**待办任务:**
根据关于 Conda 镜像同步脚本的所给文段，用文中的脚本同步，镜像大小大约是多少？

**所给文段:**
如果使用我这个脚本进行同步的话，镜像大小大约为 800GB. 大家可以根据自己的实际情况进行调整。不过有几点需要注意：

由于 TUNA 源的安装包列表格式和官方源不同，所以如果上游源指定为 TUNA 源时，安装包 (archive 和 miniconda) 无法正常同步。如果想要同步安装包，需要把上游源改回官方源。
Python 元组不能只有一个元素，("main") 这种元组会被直接视为字符串，会导致脚本异常。如果你修改脚本时将一些元组删的只剩一个了，记得保留一个逗号，变成 ("main",) 这样脚本就能正常运行了。

修改版的脚本如下：

#!/usr/bin/env python3
import hashlib
import json
import logging
import os
import errno
import random
import shutil
import subprocess as sp
import tempfile
from email.utils import parsedate_to_datetime
from pathlib import Path

from pyquery import PyQuery as pq

import requests


DEFAULT_CONDA_REPO_BASE = "https://mirrors.tuna.tsinghua.edu.cn/anaconda"
DEFAULT_CONDA_CLOUD_BASE = "https://mirrors.tuna.tsinghua.edu.cn/anaconda/cloud"

CONDA_REPO_BASE_URL = os.getenv("CONDA_REPO_URL", "https://mirrors.tuna.tsinghua.edu.cn/anaconda")
CONDA_CLOUD_BASE_URL = os.getenv("CONDA_COULD_URL", "https://mirrors.tuna.tsinghua.edu.cn/anaconda/cloud")

# DEFAULT_CONDA_REPO_BASE = "https://repo.continuum.io"
# DEFAULT_CONDA_CLOUD_BASE = "https://conda.anaconda.org"

# CONDA_REPO_BASE_URL = os.getenv("CONDA_REPO_URL", "https://repo.continuum.io")
# CONDA_CLOUD_BASE_URL = os.getenv("CONDA_COULD_URL", "https://conda.anaconda.org")

WORKING_DIR = os.getenv("TUNASYNC_WORKING_DIR")

CONDA_REPOS = ("main", "free", "r", "msys2")
CONDA_ARCHES = (
    "noarch", "linux-64", "win-64"
)

CONDA_INSTALLER_ARCHES = (
    "Linux-x86_64.sh", "Windows-x86_64.exe"
)

CONDA_CLOUD_REPOS = (
    # "conda-forge/linux-64", "conda-forge/win-64", "conda-forge/noarch"
)

EXCLUDED_PACKAGES = (
    "pytorch-nightly", "pytorch-nightly-cpu", "ignite-nightly",
)

# connect and read timeout value
TIMEOUT_OPTION = (7, 10)

# Generate gzip archive for json files, size threshold
GEN_METADATA_JSON_GZIP_THRESHOLD = 1024 * 1024

logging.basicConfig(
    level=logging.INFO,
    format="[%(asctime)s] [%(levelname)s] %(message)s",
)

def sizeof_fmt(num, suffix='iB'):
    for unit in ['','K','M','G','T','P','E','Z']:
        if abs(num) < 1024.0:
            return "%3.2f%s%s" % (num, unit, suffix)
        num /= 1024.0
    return "%.2f%s%s" % (num, 'Y', suffix)

def md5_check(file: Path, md5: str = None):
    return True
    m = hashlib.md5()
    with file.open('rb') as f:
        while True:
            buf = f.read(1*1024*1024)
            if not buf:
                break
            m.update(buf)
    return m.hexdigest() == md5

def sha256_check(file: Path, sha256: str = None):
    return True
    m = hashlib.sha256()
    with file.open('rb') as f:
        while True:
            buf = f.read(1*1024*1024)
            if not buf:
                break
            m.update(buf)

**所给条目:**
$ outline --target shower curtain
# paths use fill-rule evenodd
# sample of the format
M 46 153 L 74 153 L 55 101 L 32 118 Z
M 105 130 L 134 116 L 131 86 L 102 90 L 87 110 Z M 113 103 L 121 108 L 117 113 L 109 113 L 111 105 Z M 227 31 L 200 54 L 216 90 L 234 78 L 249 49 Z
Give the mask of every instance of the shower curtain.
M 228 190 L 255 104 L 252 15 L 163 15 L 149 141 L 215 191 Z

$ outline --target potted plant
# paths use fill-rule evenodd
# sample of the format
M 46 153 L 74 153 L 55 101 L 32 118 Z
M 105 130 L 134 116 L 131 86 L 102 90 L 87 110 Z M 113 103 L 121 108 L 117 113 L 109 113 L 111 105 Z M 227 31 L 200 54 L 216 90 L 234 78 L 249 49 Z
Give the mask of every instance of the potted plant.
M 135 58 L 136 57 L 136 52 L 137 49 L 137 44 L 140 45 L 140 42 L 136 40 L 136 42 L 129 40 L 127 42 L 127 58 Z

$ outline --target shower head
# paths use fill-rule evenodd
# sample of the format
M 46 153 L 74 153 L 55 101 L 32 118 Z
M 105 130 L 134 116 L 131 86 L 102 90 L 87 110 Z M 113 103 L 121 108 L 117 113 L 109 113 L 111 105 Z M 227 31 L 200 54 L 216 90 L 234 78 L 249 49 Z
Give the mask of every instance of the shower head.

**本题作答:**
大约为 800GB。